» **EXERCISE DESCRIPTION**
Across the records below, how many lines include the string "pole"? Respond with the number only.

Point-per-instance localization data:

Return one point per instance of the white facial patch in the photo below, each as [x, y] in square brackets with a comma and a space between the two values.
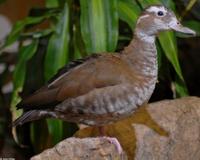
[142, 17]
[173, 22]
[155, 9]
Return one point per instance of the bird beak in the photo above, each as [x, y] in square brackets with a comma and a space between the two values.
[177, 26]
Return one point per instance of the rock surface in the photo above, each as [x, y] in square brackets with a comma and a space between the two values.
[181, 119]
[82, 149]
[167, 130]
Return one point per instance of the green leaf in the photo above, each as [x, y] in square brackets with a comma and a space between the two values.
[181, 89]
[169, 46]
[25, 54]
[19, 27]
[43, 141]
[128, 12]
[195, 25]
[99, 25]
[52, 3]
[111, 18]
[38, 34]
[57, 57]
[55, 128]
[57, 50]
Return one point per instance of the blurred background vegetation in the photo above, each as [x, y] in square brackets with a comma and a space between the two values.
[47, 34]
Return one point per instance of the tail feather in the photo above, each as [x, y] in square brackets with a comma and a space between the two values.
[31, 116]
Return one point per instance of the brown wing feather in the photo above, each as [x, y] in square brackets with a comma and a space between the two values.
[98, 72]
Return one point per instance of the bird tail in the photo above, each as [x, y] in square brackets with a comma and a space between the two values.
[31, 116]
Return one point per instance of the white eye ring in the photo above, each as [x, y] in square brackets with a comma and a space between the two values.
[160, 13]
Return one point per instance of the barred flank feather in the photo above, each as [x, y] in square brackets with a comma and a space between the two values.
[31, 116]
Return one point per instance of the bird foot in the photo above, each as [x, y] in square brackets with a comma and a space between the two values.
[115, 142]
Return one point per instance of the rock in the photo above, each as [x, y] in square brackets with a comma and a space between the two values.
[165, 130]
[82, 149]
[180, 118]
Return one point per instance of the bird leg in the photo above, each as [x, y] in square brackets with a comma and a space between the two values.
[101, 130]
[110, 139]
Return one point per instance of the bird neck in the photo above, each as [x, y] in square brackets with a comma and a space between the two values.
[141, 54]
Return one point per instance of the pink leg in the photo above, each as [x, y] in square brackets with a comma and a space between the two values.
[115, 142]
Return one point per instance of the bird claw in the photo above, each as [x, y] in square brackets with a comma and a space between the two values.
[116, 143]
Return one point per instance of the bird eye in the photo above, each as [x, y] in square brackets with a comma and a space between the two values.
[160, 13]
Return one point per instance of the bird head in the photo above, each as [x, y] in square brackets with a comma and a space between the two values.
[155, 19]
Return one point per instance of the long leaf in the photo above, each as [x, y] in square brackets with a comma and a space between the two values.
[99, 25]
[25, 54]
[128, 12]
[19, 27]
[111, 17]
[168, 43]
[57, 51]
[56, 57]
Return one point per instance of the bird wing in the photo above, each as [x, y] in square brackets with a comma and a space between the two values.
[78, 78]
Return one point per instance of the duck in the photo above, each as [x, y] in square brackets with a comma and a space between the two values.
[104, 88]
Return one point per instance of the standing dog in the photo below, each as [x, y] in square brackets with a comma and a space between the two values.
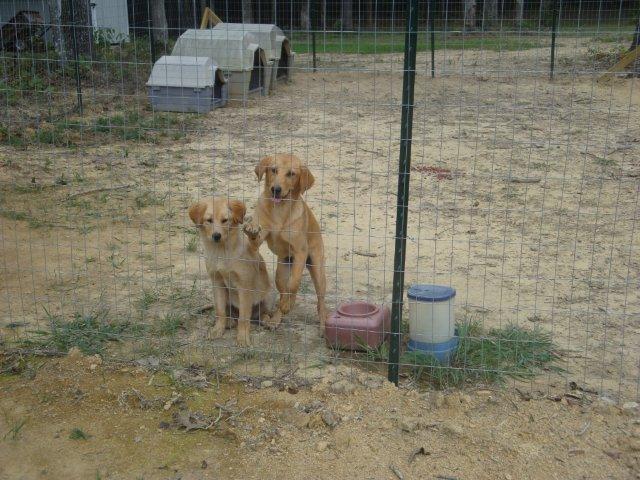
[284, 220]
[237, 270]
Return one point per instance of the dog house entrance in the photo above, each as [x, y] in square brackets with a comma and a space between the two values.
[284, 62]
[256, 81]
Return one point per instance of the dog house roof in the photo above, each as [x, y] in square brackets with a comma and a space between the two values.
[269, 36]
[183, 71]
[229, 49]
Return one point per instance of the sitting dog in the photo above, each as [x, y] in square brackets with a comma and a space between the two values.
[284, 220]
[237, 270]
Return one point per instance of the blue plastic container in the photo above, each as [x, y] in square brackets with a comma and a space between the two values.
[443, 351]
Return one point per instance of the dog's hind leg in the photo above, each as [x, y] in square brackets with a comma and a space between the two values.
[319, 278]
[221, 300]
[244, 319]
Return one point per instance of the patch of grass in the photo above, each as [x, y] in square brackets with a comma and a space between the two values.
[170, 324]
[13, 215]
[487, 357]
[192, 243]
[149, 297]
[148, 198]
[14, 431]
[78, 434]
[369, 43]
[89, 332]
[605, 162]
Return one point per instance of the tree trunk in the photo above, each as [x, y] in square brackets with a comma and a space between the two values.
[519, 12]
[347, 15]
[370, 7]
[636, 36]
[55, 11]
[490, 13]
[79, 37]
[247, 11]
[159, 21]
[469, 14]
[305, 18]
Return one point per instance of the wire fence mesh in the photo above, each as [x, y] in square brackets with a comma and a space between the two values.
[523, 191]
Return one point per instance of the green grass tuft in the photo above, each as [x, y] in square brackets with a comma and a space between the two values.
[170, 324]
[370, 43]
[78, 434]
[482, 356]
[16, 427]
[89, 332]
[487, 357]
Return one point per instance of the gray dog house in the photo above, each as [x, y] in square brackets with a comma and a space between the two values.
[186, 84]
[272, 40]
[237, 53]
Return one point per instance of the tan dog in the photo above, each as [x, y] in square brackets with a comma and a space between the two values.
[284, 220]
[237, 270]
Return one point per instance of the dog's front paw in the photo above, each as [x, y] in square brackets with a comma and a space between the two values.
[243, 339]
[251, 230]
[217, 331]
[272, 321]
[284, 305]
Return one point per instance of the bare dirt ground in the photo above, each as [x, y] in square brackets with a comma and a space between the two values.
[348, 425]
[532, 219]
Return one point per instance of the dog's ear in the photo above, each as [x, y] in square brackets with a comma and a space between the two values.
[196, 212]
[238, 211]
[305, 179]
[261, 168]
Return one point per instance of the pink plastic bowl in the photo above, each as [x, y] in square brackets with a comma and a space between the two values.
[357, 326]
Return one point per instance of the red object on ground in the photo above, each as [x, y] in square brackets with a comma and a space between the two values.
[358, 326]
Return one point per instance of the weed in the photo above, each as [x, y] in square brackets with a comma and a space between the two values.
[147, 198]
[605, 162]
[149, 297]
[13, 215]
[170, 324]
[192, 243]
[487, 356]
[14, 432]
[78, 434]
[89, 332]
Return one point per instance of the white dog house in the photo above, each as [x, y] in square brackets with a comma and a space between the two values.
[272, 40]
[186, 84]
[237, 53]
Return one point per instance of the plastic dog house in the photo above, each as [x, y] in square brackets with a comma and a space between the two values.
[274, 43]
[186, 84]
[237, 54]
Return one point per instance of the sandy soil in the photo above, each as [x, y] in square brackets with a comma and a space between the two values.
[560, 253]
[348, 425]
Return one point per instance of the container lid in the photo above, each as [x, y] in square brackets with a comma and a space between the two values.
[430, 293]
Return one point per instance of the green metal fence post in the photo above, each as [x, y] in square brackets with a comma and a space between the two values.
[404, 166]
[554, 32]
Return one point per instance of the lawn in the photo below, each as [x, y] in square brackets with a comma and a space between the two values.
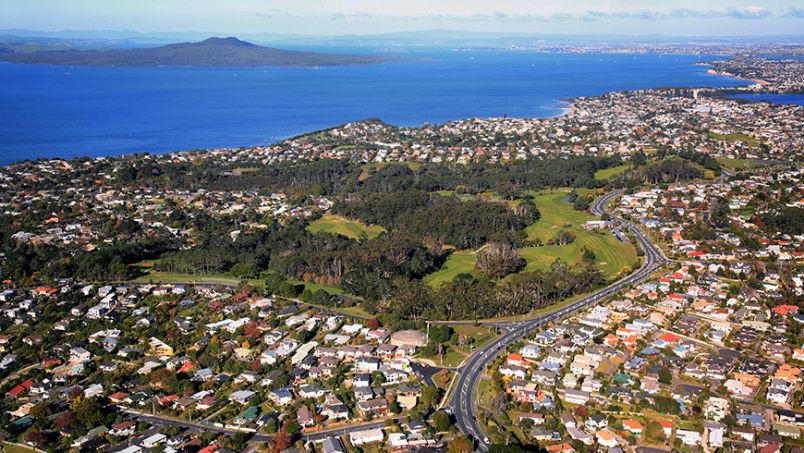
[607, 173]
[462, 262]
[16, 448]
[454, 355]
[353, 229]
[557, 215]
[315, 287]
[734, 137]
[737, 164]
[210, 279]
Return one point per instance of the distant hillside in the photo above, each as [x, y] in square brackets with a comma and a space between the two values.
[219, 52]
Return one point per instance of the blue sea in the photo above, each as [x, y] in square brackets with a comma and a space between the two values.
[773, 98]
[62, 111]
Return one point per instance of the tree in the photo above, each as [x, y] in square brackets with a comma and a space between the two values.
[280, 441]
[237, 441]
[440, 334]
[442, 421]
[665, 375]
[498, 260]
[252, 329]
[460, 444]
[64, 419]
[430, 395]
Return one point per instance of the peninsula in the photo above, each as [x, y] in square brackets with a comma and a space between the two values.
[212, 52]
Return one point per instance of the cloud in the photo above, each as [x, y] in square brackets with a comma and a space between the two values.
[742, 12]
[796, 13]
[748, 12]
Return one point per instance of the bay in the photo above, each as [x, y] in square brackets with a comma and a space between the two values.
[58, 111]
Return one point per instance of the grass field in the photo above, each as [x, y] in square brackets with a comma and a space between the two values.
[607, 173]
[737, 164]
[454, 355]
[173, 277]
[462, 262]
[734, 137]
[556, 215]
[353, 229]
[16, 448]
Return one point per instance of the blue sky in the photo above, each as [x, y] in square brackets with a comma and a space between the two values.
[337, 17]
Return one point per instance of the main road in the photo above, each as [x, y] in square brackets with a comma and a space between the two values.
[461, 401]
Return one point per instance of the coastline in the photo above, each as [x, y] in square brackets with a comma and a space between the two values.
[556, 108]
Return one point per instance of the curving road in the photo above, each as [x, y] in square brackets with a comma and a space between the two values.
[461, 402]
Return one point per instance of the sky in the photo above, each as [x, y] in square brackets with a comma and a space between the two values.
[340, 17]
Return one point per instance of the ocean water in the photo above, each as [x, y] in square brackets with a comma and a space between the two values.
[796, 99]
[62, 111]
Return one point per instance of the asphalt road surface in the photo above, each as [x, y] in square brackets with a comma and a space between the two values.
[461, 402]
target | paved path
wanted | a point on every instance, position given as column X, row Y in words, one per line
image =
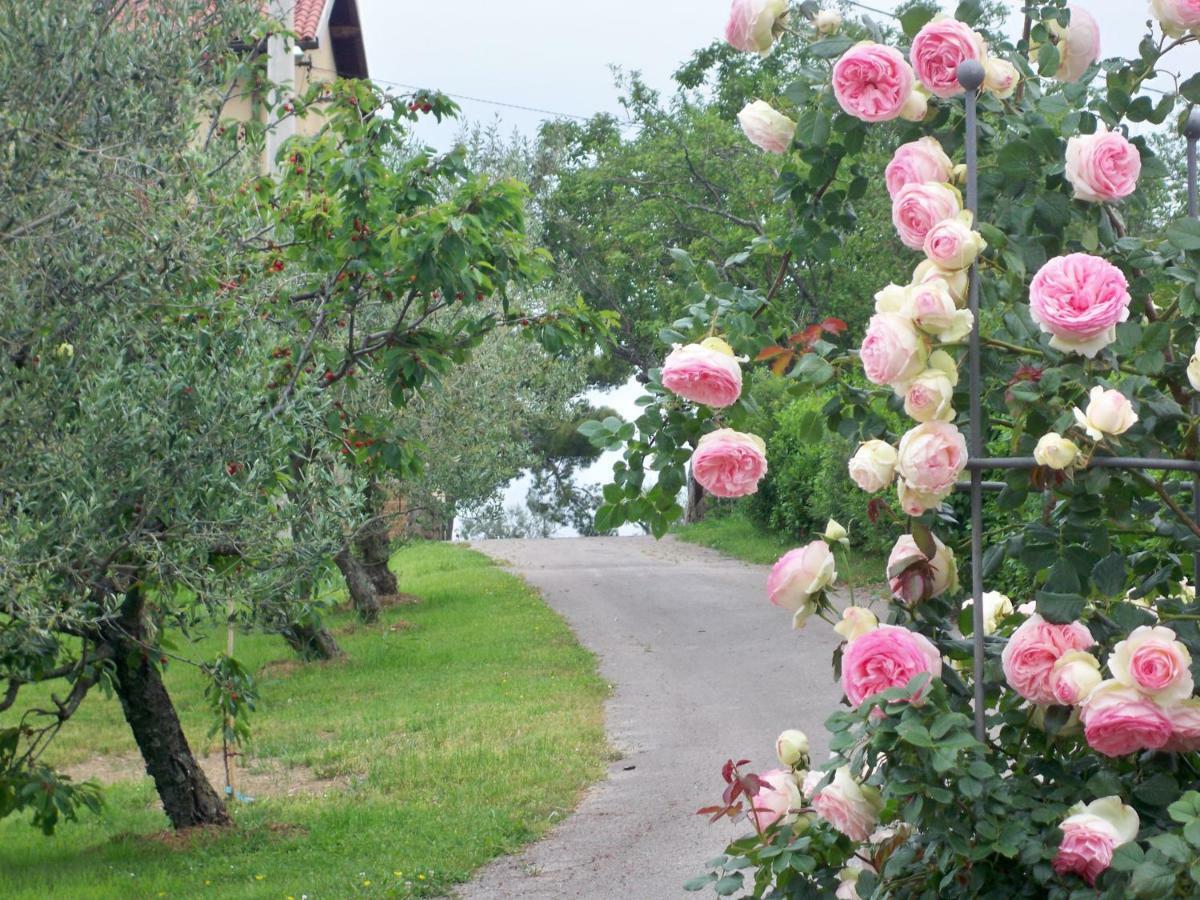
column 702, row 669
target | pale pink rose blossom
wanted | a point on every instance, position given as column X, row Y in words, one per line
column 915, row 577
column 777, row 801
column 1185, row 718
column 917, row 162
column 916, row 209
column 730, row 463
column 1120, row 720
column 851, row 808
column 939, row 48
column 871, row 82
column 952, row 243
column 1155, row 661
column 755, row 24
column 766, row 129
column 703, row 373
column 931, row 457
column 1079, row 299
column 798, row 576
column 1103, row 166
column 888, row 657
column 1090, row 835
column 1079, row 43
column 892, row 353
column 1031, row 653
column 1177, row 17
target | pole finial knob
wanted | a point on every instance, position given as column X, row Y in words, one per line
column 971, row 75
column 1192, row 126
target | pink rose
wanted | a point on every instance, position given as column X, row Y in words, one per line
column 1031, row 653
column 1079, row 43
column 916, row 209
column 1103, row 166
column 755, row 24
column 888, row 657
column 913, row 576
column 1185, row 718
column 729, row 463
column 952, row 244
column 1090, row 835
column 703, row 373
column 766, row 129
column 798, row 576
column 1119, row 720
column 917, row 162
column 777, row 798
column 931, row 457
column 892, row 353
column 939, row 48
column 871, row 82
column 851, row 808
column 1079, row 299
column 1176, row 17
column 1153, row 661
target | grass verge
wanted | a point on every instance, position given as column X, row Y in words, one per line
column 736, row 535
column 454, row 731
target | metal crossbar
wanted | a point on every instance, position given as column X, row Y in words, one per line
column 971, row 77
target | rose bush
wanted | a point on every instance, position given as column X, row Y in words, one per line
column 1087, row 301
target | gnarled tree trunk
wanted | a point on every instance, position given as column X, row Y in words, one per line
column 363, row 594
column 187, row 797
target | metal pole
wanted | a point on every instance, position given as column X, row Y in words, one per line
column 1192, row 131
column 971, row 76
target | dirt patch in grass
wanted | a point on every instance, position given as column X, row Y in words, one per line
column 253, row 778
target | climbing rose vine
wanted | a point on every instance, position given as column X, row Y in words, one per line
column 1084, row 783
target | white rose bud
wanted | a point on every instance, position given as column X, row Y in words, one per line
column 874, row 466
column 1055, row 451
column 792, row 747
column 1109, row 413
column 827, row 22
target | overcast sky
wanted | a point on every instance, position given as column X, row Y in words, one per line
column 556, row 55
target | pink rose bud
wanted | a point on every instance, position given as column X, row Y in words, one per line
column 915, row 577
column 766, row 129
column 952, row 244
column 1079, row 43
column 888, row 657
column 1079, row 299
column 1091, row 833
column 873, row 466
column 1103, row 166
column 937, row 51
column 1001, row 78
column 916, row 209
column 777, row 801
column 706, row 373
column 1120, row 720
column 729, row 463
column 892, row 353
column 851, row 808
column 871, row 82
column 1109, row 413
column 798, row 577
column 931, row 457
column 1177, row 17
column 755, row 24
column 1074, row 675
column 1153, row 661
column 917, row 162
column 1031, row 653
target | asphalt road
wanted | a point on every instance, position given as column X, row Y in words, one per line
column 703, row 669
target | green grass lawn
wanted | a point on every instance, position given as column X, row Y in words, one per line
column 456, row 730
column 738, row 537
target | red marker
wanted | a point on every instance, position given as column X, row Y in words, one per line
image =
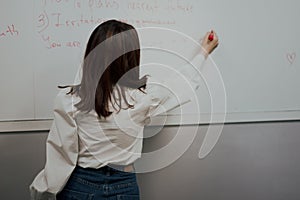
column 211, row 36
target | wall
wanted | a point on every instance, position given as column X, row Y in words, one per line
column 251, row 161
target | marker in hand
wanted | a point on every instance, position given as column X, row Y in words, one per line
column 211, row 36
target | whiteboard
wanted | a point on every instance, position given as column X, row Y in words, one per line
column 257, row 66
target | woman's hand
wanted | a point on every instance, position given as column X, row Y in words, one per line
column 208, row 45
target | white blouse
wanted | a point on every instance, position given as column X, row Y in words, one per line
column 83, row 139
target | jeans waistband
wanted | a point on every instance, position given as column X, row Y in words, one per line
column 111, row 168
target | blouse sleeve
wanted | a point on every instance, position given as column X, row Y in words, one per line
column 163, row 96
column 61, row 150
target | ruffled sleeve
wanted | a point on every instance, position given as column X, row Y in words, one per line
column 62, row 151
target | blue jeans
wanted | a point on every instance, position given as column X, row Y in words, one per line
column 100, row 184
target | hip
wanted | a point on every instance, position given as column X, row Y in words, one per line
column 106, row 183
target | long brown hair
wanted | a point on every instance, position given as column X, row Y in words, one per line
column 111, row 61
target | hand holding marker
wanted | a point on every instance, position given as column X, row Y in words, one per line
column 209, row 43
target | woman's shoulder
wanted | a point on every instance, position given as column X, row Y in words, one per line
column 65, row 101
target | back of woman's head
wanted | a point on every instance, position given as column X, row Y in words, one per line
column 111, row 64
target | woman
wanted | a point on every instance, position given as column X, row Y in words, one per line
column 98, row 124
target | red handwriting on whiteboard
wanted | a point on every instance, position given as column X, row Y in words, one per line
column 51, row 44
column 10, row 30
column 291, row 57
column 112, row 4
column 42, row 21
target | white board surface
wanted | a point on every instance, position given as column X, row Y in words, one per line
column 42, row 44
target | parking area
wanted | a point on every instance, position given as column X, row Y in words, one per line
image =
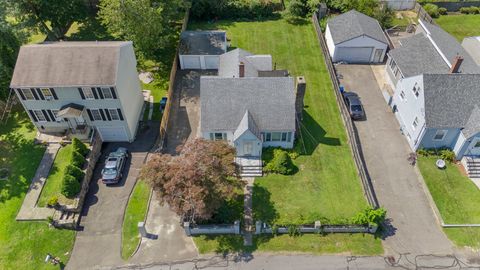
column 399, row 189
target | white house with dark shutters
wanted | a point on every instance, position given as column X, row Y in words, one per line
column 78, row 88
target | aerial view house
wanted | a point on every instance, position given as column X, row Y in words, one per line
column 354, row 37
column 78, row 88
column 250, row 104
column 201, row 49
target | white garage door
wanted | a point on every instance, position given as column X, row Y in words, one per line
column 191, row 62
column 113, row 134
column 211, row 62
column 354, row 54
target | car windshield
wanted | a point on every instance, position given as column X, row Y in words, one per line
column 356, row 108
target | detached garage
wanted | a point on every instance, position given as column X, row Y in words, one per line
column 201, row 49
column 354, row 37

» **SOLUTION FOR THIS TASK**
2